===== Information provided =====

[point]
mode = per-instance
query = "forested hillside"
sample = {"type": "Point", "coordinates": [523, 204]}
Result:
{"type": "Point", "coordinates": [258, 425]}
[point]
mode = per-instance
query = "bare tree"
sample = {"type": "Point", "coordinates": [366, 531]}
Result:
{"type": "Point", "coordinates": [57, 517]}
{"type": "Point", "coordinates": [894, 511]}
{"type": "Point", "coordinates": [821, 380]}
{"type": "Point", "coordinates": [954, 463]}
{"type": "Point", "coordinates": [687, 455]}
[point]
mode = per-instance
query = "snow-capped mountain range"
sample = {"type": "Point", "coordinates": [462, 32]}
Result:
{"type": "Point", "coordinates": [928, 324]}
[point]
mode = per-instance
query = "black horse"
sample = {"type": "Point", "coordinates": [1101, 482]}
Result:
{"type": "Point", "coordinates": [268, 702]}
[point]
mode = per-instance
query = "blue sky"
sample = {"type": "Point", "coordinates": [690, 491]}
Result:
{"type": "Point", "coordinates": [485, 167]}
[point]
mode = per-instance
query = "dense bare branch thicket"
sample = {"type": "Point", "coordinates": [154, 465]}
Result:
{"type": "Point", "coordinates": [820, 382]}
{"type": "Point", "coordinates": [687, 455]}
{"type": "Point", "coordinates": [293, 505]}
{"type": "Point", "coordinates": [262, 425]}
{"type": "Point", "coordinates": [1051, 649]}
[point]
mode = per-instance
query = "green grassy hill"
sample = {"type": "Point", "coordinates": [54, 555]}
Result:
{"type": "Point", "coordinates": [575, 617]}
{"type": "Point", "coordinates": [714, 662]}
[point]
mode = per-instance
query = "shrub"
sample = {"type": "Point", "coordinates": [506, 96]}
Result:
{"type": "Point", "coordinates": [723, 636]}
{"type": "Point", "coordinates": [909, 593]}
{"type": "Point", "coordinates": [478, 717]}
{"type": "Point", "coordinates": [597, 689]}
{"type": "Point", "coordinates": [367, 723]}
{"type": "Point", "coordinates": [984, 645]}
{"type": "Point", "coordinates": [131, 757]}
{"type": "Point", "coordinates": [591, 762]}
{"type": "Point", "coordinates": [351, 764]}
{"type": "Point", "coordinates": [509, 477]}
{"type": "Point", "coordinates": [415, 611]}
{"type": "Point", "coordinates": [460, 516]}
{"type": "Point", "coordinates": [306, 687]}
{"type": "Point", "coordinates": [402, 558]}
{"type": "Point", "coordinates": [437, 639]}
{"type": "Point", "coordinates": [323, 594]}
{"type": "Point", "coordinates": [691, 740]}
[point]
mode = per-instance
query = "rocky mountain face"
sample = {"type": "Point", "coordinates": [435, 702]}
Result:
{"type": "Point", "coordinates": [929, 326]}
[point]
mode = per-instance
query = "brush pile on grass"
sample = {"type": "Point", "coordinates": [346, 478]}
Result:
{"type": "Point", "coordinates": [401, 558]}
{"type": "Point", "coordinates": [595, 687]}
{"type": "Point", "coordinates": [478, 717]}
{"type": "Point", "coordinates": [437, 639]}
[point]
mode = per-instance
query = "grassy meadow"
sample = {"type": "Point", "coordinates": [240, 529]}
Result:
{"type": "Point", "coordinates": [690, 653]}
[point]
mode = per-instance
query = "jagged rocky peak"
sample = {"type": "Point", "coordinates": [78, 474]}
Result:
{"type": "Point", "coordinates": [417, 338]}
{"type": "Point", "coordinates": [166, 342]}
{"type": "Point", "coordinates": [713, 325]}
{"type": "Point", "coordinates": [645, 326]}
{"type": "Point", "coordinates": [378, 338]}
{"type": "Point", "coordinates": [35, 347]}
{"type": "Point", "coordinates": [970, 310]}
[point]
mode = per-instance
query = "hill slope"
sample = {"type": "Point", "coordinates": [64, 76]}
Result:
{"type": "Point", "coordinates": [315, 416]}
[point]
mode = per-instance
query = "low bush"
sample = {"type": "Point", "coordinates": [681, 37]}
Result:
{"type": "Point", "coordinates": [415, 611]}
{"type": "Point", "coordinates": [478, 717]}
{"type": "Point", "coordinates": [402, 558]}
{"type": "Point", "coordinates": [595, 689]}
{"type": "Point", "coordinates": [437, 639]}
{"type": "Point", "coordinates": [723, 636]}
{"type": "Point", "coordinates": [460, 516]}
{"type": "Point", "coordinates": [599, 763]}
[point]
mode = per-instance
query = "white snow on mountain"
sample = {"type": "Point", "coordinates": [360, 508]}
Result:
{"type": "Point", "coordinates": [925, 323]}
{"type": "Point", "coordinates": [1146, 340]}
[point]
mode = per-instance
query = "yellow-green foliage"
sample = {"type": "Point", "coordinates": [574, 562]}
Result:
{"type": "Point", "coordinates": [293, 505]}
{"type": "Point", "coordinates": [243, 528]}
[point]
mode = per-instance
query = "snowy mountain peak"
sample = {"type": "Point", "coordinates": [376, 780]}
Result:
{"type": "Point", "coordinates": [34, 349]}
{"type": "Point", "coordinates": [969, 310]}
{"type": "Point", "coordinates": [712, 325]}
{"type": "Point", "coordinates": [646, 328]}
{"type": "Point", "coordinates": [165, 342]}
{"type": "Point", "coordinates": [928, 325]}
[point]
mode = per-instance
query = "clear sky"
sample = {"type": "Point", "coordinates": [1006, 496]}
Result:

=====

Description of the task
Copy every line of the records word for word.

Answer below
[point]
mode = per-instance
query = "forested hillside"
sample = {"type": "Point", "coordinates": [523, 204]}
Result:
{"type": "Point", "coordinates": [258, 425]}
[point]
mode = per-instance
query = "bare tree"
sample = {"type": "Point", "coordinates": [366, 531]}
Result:
{"type": "Point", "coordinates": [57, 517]}
{"type": "Point", "coordinates": [894, 511]}
{"type": "Point", "coordinates": [821, 380]}
{"type": "Point", "coordinates": [954, 463]}
{"type": "Point", "coordinates": [687, 455]}
[point]
mode = per-instance
query = "snow-capped mountain range"
sample = {"type": "Point", "coordinates": [462, 32]}
Result:
{"type": "Point", "coordinates": [928, 324]}
[point]
mode = per-instance
query = "black horse"
sample = {"type": "Point", "coordinates": [1101, 482]}
Result:
{"type": "Point", "coordinates": [268, 702]}
[point]
mode = per-instance
query = "blue sky"
sample = {"type": "Point", "coordinates": [690, 491]}
Result:
{"type": "Point", "coordinates": [485, 167]}
[point]
mode = per-instance
query = "dense bare branch thicket"
sample = {"type": "Point", "coordinates": [154, 465]}
Result:
{"type": "Point", "coordinates": [820, 382]}
{"type": "Point", "coordinates": [687, 455]}
{"type": "Point", "coordinates": [293, 505]}
{"type": "Point", "coordinates": [262, 425]}
{"type": "Point", "coordinates": [1051, 649]}
[point]
mode = per-instance
query = "green grassy hill"
sample = {"type": "Point", "coordinates": [54, 555]}
Result:
{"type": "Point", "coordinates": [575, 617]}
{"type": "Point", "coordinates": [714, 662]}
[point]
mode = per-instance
query = "shrub"
sample = {"type": "Point", "coordinates": [506, 96]}
Result:
{"type": "Point", "coordinates": [723, 636]}
{"type": "Point", "coordinates": [909, 593]}
{"type": "Point", "coordinates": [478, 717]}
{"type": "Point", "coordinates": [597, 689]}
{"type": "Point", "coordinates": [367, 723]}
{"type": "Point", "coordinates": [984, 645]}
{"type": "Point", "coordinates": [131, 757]}
{"type": "Point", "coordinates": [591, 762]}
{"type": "Point", "coordinates": [351, 764]}
{"type": "Point", "coordinates": [509, 477]}
{"type": "Point", "coordinates": [415, 611]}
{"type": "Point", "coordinates": [460, 516]}
{"type": "Point", "coordinates": [306, 687]}
{"type": "Point", "coordinates": [402, 558]}
{"type": "Point", "coordinates": [437, 639]}
{"type": "Point", "coordinates": [323, 594]}
{"type": "Point", "coordinates": [691, 740]}
[point]
mode = per-instance
query = "rocky mountain face"
sample = {"type": "Point", "coordinates": [435, 702]}
Result:
{"type": "Point", "coordinates": [929, 326]}
[point]
mode = per-instance
query = "brush pile on grass"
sample = {"type": "Point", "coordinates": [346, 478]}
Result:
{"type": "Point", "coordinates": [401, 558]}
{"type": "Point", "coordinates": [595, 687]}
{"type": "Point", "coordinates": [478, 717]}
{"type": "Point", "coordinates": [437, 639]}
[point]
mode = per-instance
query = "grassy meadow"
sample = {"type": "Point", "coordinates": [240, 529]}
Result:
{"type": "Point", "coordinates": [690, 653]}
[point]
mode = per-instance
query = "jagged rocky peak"
sample = {"type": "Point", "coordinates": [78, 474]}
Result:
{"type": "Point", "coordinates": [417, 338]}
{"type": "Point", "coordinates": [166, 342]}
{"type": "Point", "coordinates": [713, 325]}
{"type": "Point", "coordinates": [645, 326]}
{"type": "Point", "coordinates": [378, 338]}
{"type": "Point", "coordinates": [35, 347]}
{"type": "Point", "coordinates": [970, 310]}
[point]
mode = per-instance
query = "hill slope"
sample = {"type": "Point", "coordinates": [64, 76]}
Result:
{"type": "Point", "coordinates": [315, 416]}
[point]
mode = per-instance
query = "low bush"
sample = {"type": "Point", "coordinates": [681, 37]}
Result:
{"type": "Point", "coordinates": [415, 611]}
{"type": "Point", "coordinates": [478, 717]}
{"type": "Point", "coordinates": [402, 558]}
{"type": "Point", "coordinates": [595, 689]}
{"type": "Point", "coordinates": [437, 639]}
{"type": "Point", "coordinates": [723, 636]}
{"type": "Point", "coordinates": [460, 516]}
{"type": "Point", "coordinates": [599, 763]}
[point]
mode = per-instance
query = "white snow on mountain"
sample = {"type": "Point", "coordinates": [360, 508]}
Result:
{"type": "Point", "coordinates": [925, 323]}
{"type": "Point", "coordinates": [1146, 340]}
[point]
mode = per-instance
query = "yellow-green foliage"
sample = {"type": "Point", "coordinates": [574, 562]}
Result:
{"type": "Point", "coordinates": [293, 505]}
{"type": "Point", "coordinates": [243, 528]}
[point]
mode = per-instance
query = "snowy mountain peak"
sample = {"type": "Point", "coordinates": [376, 780]}
Result:
{"type": "Point", "coordinates": [34, 349]}
{"type": "Point", "coordinates": [969, 310]}
{"type": "Point", "coordinates": [712, 325]}
{"type": "Point", "coordinates": [646, 328]}
{"type": "Point", "coordinates": [165, 342]}
{"type": "Point", "coordinates": [928, 325]}
[point]
mode = per-instance
query = "clear sky"
sample = {"type": "Point", "coordinates": [1006, 496]}
Result:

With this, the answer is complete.